* _Data supplied_:
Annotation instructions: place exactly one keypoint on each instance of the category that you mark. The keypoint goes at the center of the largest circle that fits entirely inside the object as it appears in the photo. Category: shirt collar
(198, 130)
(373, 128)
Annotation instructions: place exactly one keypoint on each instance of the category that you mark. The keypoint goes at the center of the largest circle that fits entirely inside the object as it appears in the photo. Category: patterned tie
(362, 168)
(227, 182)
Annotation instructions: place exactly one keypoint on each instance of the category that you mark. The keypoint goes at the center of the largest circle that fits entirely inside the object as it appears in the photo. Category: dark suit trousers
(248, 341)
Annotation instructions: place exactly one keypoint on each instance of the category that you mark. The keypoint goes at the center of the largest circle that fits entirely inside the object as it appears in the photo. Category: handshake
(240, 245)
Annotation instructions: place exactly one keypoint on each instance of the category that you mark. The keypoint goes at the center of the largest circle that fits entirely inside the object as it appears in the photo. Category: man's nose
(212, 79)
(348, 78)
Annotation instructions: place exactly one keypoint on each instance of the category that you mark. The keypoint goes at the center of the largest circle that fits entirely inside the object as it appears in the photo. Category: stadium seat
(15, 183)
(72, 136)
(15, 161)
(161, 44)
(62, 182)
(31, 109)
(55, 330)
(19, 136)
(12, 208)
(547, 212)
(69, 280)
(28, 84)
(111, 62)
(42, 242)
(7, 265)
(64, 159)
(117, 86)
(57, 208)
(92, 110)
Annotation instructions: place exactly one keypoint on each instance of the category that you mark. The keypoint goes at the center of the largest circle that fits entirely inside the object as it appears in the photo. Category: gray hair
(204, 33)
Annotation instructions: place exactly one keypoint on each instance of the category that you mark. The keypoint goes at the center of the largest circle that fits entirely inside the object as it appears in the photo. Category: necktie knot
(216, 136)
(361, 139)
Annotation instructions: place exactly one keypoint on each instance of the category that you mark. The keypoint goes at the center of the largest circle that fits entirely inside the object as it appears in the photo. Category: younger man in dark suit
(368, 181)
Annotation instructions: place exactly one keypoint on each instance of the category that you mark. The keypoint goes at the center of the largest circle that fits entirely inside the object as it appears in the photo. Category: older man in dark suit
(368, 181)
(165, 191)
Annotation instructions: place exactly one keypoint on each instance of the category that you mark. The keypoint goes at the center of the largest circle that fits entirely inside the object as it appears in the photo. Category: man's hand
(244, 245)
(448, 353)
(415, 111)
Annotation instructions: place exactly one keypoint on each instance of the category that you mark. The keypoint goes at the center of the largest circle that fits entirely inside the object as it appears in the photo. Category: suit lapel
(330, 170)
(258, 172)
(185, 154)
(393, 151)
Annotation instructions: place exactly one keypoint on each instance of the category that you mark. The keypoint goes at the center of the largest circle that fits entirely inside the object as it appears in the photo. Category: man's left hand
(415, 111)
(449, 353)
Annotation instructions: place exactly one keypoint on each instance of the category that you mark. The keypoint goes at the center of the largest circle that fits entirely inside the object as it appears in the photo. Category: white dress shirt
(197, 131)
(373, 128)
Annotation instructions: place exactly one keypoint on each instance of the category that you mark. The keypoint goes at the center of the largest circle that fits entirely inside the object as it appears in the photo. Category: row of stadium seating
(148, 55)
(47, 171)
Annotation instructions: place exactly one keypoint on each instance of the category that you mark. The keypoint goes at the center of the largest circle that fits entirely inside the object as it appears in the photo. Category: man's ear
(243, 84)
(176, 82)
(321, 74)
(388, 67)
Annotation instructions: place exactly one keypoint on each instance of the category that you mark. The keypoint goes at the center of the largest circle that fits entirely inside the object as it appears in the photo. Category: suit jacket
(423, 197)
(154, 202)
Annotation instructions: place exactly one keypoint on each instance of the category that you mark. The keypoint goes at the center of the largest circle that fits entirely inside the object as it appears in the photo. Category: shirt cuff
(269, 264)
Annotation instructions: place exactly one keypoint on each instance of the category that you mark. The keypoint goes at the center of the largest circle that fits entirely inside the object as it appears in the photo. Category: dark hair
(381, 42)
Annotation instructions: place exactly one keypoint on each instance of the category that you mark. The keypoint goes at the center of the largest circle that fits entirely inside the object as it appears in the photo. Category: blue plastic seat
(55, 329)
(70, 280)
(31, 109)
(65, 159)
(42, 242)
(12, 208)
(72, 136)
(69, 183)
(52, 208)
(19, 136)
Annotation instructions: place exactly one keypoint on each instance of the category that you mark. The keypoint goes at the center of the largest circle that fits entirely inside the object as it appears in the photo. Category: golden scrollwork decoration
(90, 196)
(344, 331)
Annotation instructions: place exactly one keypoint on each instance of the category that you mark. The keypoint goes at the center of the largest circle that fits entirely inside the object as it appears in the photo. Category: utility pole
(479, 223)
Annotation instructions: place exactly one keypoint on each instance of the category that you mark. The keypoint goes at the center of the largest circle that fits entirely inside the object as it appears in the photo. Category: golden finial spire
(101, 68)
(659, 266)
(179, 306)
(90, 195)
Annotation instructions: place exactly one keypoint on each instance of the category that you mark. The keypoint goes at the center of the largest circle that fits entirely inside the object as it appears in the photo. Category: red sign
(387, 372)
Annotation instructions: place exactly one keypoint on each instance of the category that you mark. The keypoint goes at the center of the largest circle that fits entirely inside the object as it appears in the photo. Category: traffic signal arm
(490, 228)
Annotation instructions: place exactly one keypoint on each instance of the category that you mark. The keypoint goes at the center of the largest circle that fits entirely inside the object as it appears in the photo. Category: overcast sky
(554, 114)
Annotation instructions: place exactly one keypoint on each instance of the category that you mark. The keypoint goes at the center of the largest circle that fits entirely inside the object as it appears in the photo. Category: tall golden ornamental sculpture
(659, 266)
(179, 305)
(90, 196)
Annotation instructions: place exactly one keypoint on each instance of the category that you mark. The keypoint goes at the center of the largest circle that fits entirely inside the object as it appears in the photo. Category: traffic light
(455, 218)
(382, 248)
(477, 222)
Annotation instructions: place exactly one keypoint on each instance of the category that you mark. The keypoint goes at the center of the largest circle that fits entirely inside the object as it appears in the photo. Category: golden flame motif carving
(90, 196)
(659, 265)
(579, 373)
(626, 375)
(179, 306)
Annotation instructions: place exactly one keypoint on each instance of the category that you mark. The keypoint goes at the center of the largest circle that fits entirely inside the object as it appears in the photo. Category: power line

* _Problem statement_: Repeat the entries exactly, leaving nothing out.

* _Task response_:
Annotation instructions: place exactly one keypoint on each instance of the category that you mark. The keypoint goes at the center of the largest circle that fits entirely inside the object as it appears in the photo. Category: shirt collar
(198, 130)
(373, 128)
Annotation instructions: place exactly one keypoint on each instance of the category that you mark. The keypoint goes at the center of the largest circle that fits entirely inside the object as it appears in the photo. Category: patterned tie
(362, 168)
(227, 182)
Annotation instructions: place exactly one keypoint on each instance of the category that you mark. The keypoint goes at the center of the largest circle that fits entirely inside the object as it appears in the photo. Category: dark suit trousers
(248, 341)
Annotation instructions: place exactly one keypoint on each instance of the category that you mark. The keypoint goes at the center of the largest circle that fits entirely inside the object as it appears in the photo. Category: handshake
(240, 245)
Annotation instructions: place exactly one keypoint on each instance of the category that you mark. The keypoint goes at the center of the largest circle that fits entirely inside the object as it appears in the photo. Category: man's nose
(212, 79)
(348, 78)
Annotation instructions: place exactly one keypoint on each instance of the category that you mark. The keypoint goes at the center of the largest circle that fits entirely inside the object as it appears in the photo. Category: stadium seat
(15, 183)
(72, 136)
(15, 161)
(161, 44)
(62, 182)
(31, 109)
(55, 330)
(19, 136)
(12, 208)
(547, 212)
(69, 280)
(28, 84)
(111, 62)
(42, 242)
(7, 265)
(64, 159)
(117, 86)
(57, 208)
(92, 110)
Annotation instructions: place exactly one keypoint on each instance of the category that you mark. The keypoint goes at the center of the largest circle that fits entirely inside the object as it appears in the photo. Category: gray hair
(204, 33)
Annotation instructions: place exactly one keypoint on each instance of the category that you mark. The keypoint goes at the center of the largest circle that fits entirely inside the object as it appears in the photo. Category: necktie knot
(216, 136)
(361, 139)
Annotation instructions: place exactly one keypoint on each instance of the category that you mark. The keypoint goes at the center of the largest circle that fits entirely inside the object as it appears in the photo. Category: younger man in dark suit
(368, 181)
Annotation instructions: place exactly one keypoint on each instance of the category that you mark. The keypoint goes at the center of the largest circle that fits entirely inside the object as it appears in the photo. Category: older man in dark suit
(368, 181)
(165, 191)
Annotation instructions: place exactly one keypoint on each instance of the category that you mark. The keypoint goes at the center of the largest circle that fits entirely inside the object as it appears in the photo. Category: man's hand
(244, 245)
(448, 353)
(415, 111)
Annotation instructions: place exactly one keypoint on each instance of the category that you mark. The keypoint goes at the center of the largest circle that fits entirely inside the object as it appears in the photo. Category: suit lapel
(330, 170)
(258, 172)
(185, 154)
(393, 151)
Annotation instructions: place exactly one keypoint on each instance of the category that you mark. The keypoint goes at the center of the largest circle that fits entirely inside the object as it appears in the photo. Category: man's left hand
(415, 111)
(449, 353)
Annotation instructions: place exactly one keypoint on each instance of the category that you mark. The keypoint goes at the center of the largest circle that fits entirely inside the object as it appears in the photo. Category: white dress shirt
(197, 131)
(373, 128)
Annotation instructions: place exactly one keypoint on each instance of the category that you mark. The keypoint goes at the center of the largest circle that fits entirely inside the object as it appears in the photo. Category: row of stadium seating
(148, 55)
(47, 171)
Annotation instructions: place exactly one keypoint on each instance of the category that you mark. The keypoint goes at the center of the largest circle that fits entirely inside the object as it appears in the photo. Category: man's ear
(243, 84)
(176, 82)
(321, 74)
(388, 67)
Annotation instructions: place exactly one keypoint on each instance of the category that you mark. The keypoint goes at the center of the largest circle that fits entirely inside the object as it appears in the photo. Category: suit jacket
(423, 197)
(154, 202)
Annotation instructions: place exactly one keypoint on each instance of the category that you mark. The keypoint goes at the center of the largest circle that fits entirely inside the object as it appears in the photo. Category: shirt cuff
(269, 264)
Annotation instructions: place exactly one keypoint on each instance of the category that you mark. The keypoint goes at the center of the largest circle that fits entirely inside the object as it appears in the photo. Category: dark hair
(381, 42)
Annotation instructions: place exactly one keypoint on each instance of the category that you mark. The keypoint goes at the center of the largest circle that fits entirely inside the object as it appears in the photo. Category: blue plastic seat
(55, 329)
(70, 280)
(31, 109)
(65, 159)
(42, 242)
(12, 208)
(72, 136)
(69, 183)
(52, 208)
(19, 136)
Annotation instructions: place exactly one keypoint on each instance of the category that you mark. The keypoint goes at the center of the largest circle that fits entirely inside the object as it appears in the photo. Category: golden scrollwork decoration
(90, 196)
(344, 331)
Annotation instructions: place exactly one keypoint on each instance of the category that you mark. The keypoint goes at the center of the largest circle that fits entirely inside the object as it appears in the photo. Category: utility pole
(479, 223)
Annotation instructions: place exactly one keypoint on each instance of the category that you mark. The keypoint goes at the center of the largest circle that fits entirely inside the object as it appears in the photo. Category: golden finial spire
(101, 68)
(659, 266)
(179, 306)
(90, 195)
Annotation instructions: place exactly one keypoint on each instance of the category that you mark. The keypoint goes at the center of the largest circle that fits entirely inside the object as it appears in the photo. Category: red sign
(387, 372)
Annotation instructions: place exactly one keypoint on each instance of the category that you mark. The keypoint goes at the center of the largest circle that fits entirely inside the object as it appears in the photo. Category: traffic signal arm
(490, 228)
Annotation instructions: place exactly one keypoint on each instance of the category that you mark. The keypoint goes at the center of the largest circle that fits entirely inside the object as it appears in the photo. Category: overcast sky
(554, 114)
Annotation instructions: place exactly one keypoint on each instance of the category that you mark. The keypoint goes at the center of the largest circle that fits entirely inside the object as it appears in the photo. Category: tall golden ornamental sculpture
(659, 266)
(179, 305)
(90, 196)
Annotation instructions: place exactly one keypoint on each instance of the category that you mark. The keypoint goes at the center of the largest circle that fits entirely inside the object as it appears in the photo. Category: traffic light
(455, 218)
(382, 248)
(477, 222)
Annotation instructions: place exactly one keypoint on each instance of the category that you mark. The keypoint goes at the center of the largest circle that fits entirely inside the object as it appears in the photo. Category: golden flame motif carving
(90, 196)
(659, 265)
(579, 373)
(626, 375)
(179, 306)
Annotation instructions: place exactly one keypoint on each instance of the category that you mark. The keypoint goes at the center of the largest circle that fits entirely inside the object as it appears in the photo. Category: power line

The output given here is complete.